Come spesso accade i viaggi si
fanno prima con la fantasia che con la realtà. Nel mio caso il Messico è
stato un sogno durato circa 30 anni, cioè da quando ragazzino tredicenne
iniziai ad appassionarmi alle culture precolombiane, a quei tempi poco
conosciute.
Forse c'è una volontà inconscia che fa si che le cose molto sognate si
vogliano far rimanere tali, sta di fatto che il viaggio in Messico nasce
nel 1989 quasi casualmente. L'organizzazione è veloce, biglietti aerei,
noleggio auto, tre zaini e tutta la famiglia è pronta a partire. Il
progetto è ambizioso, in un mese visitare tutto il Sud-Est del Messico
(faremo infatti 7500 Km) per vedere tutte le "pietre" lasciate
da quegli antichi abitanti e conoscere le realtà di quelli attuali.
L'itinerario è tracciato grossolanamente e prevede le seguenti tappe:
Mexico, Veracruz, Campeche, Uxmal, Chichen Itzà, Chetumal, Palenque, il
Chiapas, Oaxaca, Mexico.
Questa vuole essere semplicemente la testimonianza di alcune emozioni,
sono molte le curiosità e gli aneddoti che si potrebbero raccontare, uno
per tutti è quanto ci accade nella città di Veracruz.

◆ DATI MOSTRATI:
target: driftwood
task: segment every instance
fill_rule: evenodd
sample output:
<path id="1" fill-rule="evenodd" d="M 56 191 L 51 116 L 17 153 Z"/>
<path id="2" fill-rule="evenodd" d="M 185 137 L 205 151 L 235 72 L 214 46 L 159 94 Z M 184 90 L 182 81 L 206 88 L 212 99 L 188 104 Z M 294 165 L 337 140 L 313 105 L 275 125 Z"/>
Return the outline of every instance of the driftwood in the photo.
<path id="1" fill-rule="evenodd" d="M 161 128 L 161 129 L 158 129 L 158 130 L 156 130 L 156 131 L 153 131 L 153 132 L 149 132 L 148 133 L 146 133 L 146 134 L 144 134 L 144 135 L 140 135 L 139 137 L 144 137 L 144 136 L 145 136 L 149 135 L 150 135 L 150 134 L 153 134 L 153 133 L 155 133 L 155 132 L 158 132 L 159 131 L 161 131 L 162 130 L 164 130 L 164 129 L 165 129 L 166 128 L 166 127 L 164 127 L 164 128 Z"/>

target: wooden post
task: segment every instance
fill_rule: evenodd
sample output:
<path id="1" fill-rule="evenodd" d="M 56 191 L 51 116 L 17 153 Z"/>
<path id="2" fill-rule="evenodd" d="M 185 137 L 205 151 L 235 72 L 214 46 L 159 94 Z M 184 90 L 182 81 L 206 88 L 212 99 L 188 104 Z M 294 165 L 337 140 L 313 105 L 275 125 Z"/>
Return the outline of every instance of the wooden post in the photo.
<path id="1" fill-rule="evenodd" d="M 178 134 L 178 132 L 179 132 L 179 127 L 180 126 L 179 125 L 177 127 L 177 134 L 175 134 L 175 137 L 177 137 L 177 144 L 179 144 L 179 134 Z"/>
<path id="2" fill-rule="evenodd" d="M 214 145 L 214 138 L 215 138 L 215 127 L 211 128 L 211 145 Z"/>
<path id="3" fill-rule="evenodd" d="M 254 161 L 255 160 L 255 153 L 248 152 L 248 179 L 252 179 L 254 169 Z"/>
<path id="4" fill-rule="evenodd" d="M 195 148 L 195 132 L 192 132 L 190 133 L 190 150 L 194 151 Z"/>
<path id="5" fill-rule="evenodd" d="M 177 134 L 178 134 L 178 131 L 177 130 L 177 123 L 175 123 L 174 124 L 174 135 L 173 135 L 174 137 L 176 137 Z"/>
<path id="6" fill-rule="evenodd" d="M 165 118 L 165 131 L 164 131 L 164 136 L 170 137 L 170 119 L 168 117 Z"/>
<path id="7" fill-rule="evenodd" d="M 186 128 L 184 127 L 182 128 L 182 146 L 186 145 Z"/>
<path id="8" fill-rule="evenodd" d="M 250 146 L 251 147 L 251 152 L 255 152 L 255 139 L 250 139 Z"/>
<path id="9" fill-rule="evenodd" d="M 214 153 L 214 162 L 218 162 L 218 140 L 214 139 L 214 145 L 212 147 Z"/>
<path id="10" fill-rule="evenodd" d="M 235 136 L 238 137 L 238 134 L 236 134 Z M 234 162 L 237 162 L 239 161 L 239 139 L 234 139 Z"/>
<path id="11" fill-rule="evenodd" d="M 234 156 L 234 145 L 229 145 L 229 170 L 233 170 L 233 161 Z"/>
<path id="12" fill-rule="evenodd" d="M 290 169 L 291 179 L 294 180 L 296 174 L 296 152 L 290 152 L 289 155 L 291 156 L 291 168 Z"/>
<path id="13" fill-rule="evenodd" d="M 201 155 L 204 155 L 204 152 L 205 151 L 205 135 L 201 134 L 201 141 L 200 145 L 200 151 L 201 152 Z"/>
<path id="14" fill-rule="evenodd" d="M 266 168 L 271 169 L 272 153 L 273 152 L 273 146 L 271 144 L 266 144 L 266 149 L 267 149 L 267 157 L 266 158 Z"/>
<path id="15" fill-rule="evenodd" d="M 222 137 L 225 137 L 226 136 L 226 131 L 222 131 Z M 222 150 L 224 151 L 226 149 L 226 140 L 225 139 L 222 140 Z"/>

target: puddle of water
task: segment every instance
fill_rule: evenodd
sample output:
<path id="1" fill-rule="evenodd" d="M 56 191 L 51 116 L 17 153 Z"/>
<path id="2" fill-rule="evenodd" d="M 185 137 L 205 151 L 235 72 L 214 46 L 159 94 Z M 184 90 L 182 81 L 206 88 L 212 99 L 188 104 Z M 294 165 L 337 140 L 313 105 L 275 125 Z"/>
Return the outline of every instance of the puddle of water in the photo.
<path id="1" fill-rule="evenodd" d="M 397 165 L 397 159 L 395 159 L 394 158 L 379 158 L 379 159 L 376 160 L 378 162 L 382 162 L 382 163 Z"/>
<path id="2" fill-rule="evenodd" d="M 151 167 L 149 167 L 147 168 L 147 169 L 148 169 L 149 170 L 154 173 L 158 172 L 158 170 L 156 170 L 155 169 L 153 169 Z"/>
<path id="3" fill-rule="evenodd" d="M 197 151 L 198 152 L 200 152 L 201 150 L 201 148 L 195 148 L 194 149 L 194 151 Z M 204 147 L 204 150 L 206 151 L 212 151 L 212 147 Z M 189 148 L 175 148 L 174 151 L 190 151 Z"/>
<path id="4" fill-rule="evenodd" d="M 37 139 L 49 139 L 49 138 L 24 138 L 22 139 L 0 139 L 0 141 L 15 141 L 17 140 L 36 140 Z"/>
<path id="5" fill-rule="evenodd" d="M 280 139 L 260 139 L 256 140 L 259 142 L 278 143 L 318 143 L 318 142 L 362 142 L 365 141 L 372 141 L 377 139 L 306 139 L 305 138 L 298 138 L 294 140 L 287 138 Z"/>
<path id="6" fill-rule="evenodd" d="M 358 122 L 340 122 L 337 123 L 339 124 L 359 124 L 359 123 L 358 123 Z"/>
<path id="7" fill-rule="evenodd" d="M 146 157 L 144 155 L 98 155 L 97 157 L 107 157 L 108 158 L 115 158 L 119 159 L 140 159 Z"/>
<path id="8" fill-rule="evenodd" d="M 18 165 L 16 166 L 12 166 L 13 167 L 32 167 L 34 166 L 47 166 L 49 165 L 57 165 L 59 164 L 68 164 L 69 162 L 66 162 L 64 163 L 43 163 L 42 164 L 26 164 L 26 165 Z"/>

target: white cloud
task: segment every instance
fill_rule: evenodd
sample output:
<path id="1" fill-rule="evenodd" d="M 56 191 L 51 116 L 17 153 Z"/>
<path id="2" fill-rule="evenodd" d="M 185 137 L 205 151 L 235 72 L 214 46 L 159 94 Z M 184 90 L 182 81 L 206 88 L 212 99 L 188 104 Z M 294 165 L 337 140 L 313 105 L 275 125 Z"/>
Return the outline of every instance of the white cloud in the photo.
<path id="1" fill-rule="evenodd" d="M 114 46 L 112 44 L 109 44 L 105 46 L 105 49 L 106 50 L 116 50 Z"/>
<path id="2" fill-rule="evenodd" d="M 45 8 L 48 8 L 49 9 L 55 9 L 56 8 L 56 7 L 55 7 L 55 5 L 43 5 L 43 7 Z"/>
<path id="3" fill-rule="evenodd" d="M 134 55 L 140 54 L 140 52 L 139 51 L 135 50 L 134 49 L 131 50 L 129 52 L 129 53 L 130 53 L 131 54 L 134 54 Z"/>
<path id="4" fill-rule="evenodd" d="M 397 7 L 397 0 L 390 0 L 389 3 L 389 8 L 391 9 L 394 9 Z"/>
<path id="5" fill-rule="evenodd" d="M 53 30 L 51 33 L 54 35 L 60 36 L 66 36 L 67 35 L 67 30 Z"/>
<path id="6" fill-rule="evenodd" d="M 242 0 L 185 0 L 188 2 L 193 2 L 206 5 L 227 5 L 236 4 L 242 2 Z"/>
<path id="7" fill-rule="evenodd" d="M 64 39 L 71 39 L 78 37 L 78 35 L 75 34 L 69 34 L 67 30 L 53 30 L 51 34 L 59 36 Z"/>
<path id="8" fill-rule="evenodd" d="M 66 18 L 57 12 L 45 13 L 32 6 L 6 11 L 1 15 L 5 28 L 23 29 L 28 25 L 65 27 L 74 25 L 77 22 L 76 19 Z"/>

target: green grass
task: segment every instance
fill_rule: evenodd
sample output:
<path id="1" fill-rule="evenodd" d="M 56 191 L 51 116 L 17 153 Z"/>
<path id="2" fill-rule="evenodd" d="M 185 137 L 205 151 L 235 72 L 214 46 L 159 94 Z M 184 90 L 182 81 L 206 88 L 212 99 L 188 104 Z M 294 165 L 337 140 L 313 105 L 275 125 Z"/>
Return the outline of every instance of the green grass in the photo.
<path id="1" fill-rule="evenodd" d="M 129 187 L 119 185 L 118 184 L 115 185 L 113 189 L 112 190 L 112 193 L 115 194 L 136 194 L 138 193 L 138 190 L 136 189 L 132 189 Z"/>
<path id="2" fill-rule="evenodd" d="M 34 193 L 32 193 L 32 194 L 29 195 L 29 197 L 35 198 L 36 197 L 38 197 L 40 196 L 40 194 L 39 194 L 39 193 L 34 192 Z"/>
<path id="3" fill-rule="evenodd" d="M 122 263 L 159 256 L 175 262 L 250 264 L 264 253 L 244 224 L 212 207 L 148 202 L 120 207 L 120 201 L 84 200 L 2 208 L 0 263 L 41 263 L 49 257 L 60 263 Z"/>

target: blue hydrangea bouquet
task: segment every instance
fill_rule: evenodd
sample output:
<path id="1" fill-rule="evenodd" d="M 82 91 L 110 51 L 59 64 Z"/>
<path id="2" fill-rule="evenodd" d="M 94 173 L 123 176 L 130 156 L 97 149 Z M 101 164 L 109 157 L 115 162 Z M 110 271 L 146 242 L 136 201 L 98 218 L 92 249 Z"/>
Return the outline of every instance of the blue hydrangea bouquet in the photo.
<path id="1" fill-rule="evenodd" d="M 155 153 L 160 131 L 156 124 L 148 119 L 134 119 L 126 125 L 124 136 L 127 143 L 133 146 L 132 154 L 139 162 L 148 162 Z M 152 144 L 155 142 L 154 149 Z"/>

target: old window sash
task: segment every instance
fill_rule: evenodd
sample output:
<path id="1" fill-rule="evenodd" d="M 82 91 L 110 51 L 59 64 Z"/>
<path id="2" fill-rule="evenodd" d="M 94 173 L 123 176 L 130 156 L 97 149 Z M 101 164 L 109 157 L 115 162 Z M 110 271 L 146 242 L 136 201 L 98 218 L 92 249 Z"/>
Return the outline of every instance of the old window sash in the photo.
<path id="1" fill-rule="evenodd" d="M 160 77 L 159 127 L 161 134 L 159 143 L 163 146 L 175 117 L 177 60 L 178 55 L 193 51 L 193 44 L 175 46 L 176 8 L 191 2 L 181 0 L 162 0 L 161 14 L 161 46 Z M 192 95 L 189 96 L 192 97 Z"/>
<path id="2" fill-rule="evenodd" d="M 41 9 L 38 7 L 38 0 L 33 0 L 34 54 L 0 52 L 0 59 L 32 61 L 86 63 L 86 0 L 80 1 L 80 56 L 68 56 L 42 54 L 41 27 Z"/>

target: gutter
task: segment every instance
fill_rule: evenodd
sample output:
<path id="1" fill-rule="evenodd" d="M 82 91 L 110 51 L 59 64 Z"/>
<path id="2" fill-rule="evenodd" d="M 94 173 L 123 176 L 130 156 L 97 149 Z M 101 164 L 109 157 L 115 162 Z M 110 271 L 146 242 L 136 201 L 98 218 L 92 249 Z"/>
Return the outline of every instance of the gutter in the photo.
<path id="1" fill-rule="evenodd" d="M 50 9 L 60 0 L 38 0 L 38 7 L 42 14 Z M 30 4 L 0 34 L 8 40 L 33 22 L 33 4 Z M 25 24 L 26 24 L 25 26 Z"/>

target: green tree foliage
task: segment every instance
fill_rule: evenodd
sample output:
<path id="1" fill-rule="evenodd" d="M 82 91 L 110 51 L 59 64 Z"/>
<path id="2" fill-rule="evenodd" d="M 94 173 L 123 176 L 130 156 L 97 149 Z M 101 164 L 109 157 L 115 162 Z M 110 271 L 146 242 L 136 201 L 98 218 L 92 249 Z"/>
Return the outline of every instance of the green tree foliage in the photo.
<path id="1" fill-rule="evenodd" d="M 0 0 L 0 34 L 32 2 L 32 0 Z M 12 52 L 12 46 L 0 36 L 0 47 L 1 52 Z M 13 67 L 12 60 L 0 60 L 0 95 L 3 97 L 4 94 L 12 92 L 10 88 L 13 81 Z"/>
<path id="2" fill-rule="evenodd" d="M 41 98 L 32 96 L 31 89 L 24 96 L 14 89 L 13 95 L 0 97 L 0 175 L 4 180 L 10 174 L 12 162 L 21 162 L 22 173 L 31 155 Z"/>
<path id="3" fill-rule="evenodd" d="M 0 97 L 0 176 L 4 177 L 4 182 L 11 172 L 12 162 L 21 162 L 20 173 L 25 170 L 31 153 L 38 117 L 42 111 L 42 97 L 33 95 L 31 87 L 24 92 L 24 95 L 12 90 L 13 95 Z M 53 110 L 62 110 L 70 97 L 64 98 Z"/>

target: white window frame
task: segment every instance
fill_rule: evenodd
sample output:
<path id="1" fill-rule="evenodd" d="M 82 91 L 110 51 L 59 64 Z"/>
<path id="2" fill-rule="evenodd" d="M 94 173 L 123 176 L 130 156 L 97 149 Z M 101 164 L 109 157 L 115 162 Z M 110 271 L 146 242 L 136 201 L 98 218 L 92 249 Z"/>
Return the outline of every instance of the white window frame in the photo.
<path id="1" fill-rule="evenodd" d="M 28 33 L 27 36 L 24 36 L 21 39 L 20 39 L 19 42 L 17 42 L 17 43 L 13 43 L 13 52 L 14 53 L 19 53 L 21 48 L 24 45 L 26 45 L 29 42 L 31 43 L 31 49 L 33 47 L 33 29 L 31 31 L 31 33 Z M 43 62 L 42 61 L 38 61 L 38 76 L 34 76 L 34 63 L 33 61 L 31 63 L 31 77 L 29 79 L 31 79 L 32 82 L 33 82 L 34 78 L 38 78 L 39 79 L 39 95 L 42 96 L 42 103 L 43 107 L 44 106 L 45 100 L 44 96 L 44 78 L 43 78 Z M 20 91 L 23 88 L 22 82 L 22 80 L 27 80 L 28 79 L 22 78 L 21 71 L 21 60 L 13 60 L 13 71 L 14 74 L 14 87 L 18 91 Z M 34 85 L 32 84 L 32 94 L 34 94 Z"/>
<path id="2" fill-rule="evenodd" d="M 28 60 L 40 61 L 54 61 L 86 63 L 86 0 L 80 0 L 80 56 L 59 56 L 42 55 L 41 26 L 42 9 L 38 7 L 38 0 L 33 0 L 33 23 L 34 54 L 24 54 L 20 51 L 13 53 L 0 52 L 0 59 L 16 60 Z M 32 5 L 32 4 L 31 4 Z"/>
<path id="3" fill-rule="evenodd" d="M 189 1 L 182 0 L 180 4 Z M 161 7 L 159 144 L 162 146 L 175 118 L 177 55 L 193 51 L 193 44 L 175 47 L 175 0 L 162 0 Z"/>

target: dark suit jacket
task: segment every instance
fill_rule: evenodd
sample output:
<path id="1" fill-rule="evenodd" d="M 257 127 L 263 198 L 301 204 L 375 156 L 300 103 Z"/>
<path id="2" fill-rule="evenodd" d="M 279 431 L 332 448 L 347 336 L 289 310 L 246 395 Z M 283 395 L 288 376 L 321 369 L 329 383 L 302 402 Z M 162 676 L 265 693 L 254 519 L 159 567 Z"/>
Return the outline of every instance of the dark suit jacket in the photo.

◆ CONSEGNE:
• a. Come riassumeresti in due frasi il testo sul viaggio in Messico?
• b. Riprendi il racconto del viaggio in Messico e proseguilo dall'ultima frase.

◆ SOLUZIONI:
• a. Per circa 30 anni il Messico è stato un sogno per chi scrive, che a tredici anni iniziò ad appassionarsi alle culture precolombiane, e il viaggio nasce quasi casualmente nel 1989. Con tutta la famiglia il progetto è visitare in un mese il Sud-Est del Messico, percorrendo 7500 km con tappe da Veracruz a Palenque e Oaxaca, per vedere le "pietre" degli antichi abitanti e conoscere quelli attuali.

• b.
Nel più grande porto messicano dell'Atlantico vi è un bar
caratteristico, il Cafè della Paroquia, nel quale il latte bisogna
"chiamarlo". Infatti ordinando un caffè con latte viene servito
il caffè e del latte nessuna traccia. Dopo averlo più volte richiesto,
ecco spiegato il mistero da un cameriere che con aria di sufficienza batte
ripetutamente il cucchiaino sul bicchiere. Subito arriva un altro
cameriere la cui unica mansione è di girare per i tavoli con una vecchia
brocca di alluminio piena di latte caldo per versarlo nelle tazze già
pronte al primo richiamo. Insomma, ci era stato detto chiaro che il latte
bisognava chiamarlo!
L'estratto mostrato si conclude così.